## Work to do
According to the agreement excerpt below, why did the Corporation enter into the Agreement and assume its obligations?

## Source document
Start
If any provision or provisions of this Agreement shall be
held to be invalid, illegal or unenforceable for any reason whatsoever: (a) the validity, legality
and enforceability of the remaining provisions of this Agreement (including without limitation,
each portion of any Section of this Agreement containing any such provision held to be invalid,
illegal or unenforceable, that is not itself invalid, illegal or unenforceable) shall not in any
way be affected or impaired thereby and shall remain enforceable to the fullest extent permitted by
law; (b) such provision or provisions shall be deemed reformed to the extent necessary to conform
to applicable law and to give the maximum effect to the intent of the parties hereto; and (c) to
the fullest extent possible, the provisions of this Agreement (including, without limitation, each
portion of any Section of this Agreement containing any such provision held to be invalid, illegal
or unenforceable, that is not itself invalid, illegal or unenforceable) shall be construed so as to
give effect to the intent manifested thereby.
Section 18.
Enforcement.
(a) The Corporation expressly confirms and agrees that it has entered into this Agreement and
assumed the obligations imposed on it hereby in order to induce Indemnitee to serve as an officer
of the Corporation, and the Corporation acknowledges that Indemnitee is relying upon this Agreement
in serving as a director or officer of the Corporation.
End
## Entries provided
Start
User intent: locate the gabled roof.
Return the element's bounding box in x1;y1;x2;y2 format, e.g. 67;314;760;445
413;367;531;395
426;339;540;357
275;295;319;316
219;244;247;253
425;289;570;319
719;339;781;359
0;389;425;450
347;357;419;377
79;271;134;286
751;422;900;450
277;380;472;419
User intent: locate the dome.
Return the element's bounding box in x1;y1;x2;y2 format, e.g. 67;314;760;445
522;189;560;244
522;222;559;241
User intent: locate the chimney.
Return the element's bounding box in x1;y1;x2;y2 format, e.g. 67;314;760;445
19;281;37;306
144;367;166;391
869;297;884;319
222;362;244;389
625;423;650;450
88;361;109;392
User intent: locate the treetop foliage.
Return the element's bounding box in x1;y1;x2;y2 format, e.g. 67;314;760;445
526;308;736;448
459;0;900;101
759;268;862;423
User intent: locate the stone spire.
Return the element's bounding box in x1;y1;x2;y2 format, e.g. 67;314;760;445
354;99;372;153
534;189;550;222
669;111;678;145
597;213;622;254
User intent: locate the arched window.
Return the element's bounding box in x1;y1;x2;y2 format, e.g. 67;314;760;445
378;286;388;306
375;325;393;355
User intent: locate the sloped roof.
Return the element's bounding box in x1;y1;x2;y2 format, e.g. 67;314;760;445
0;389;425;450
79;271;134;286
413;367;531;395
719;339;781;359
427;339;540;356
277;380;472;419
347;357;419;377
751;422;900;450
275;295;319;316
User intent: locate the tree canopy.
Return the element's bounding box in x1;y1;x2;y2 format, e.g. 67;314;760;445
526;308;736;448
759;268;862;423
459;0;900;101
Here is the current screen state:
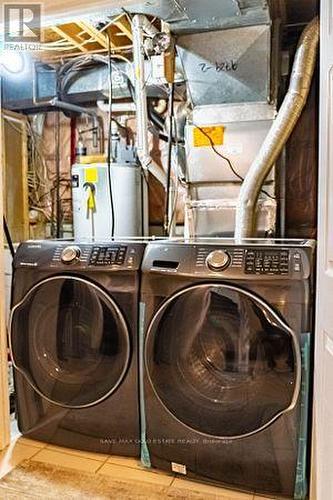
End
## The completed task
To induce Indemnitee to serve as an officer of the Corporation.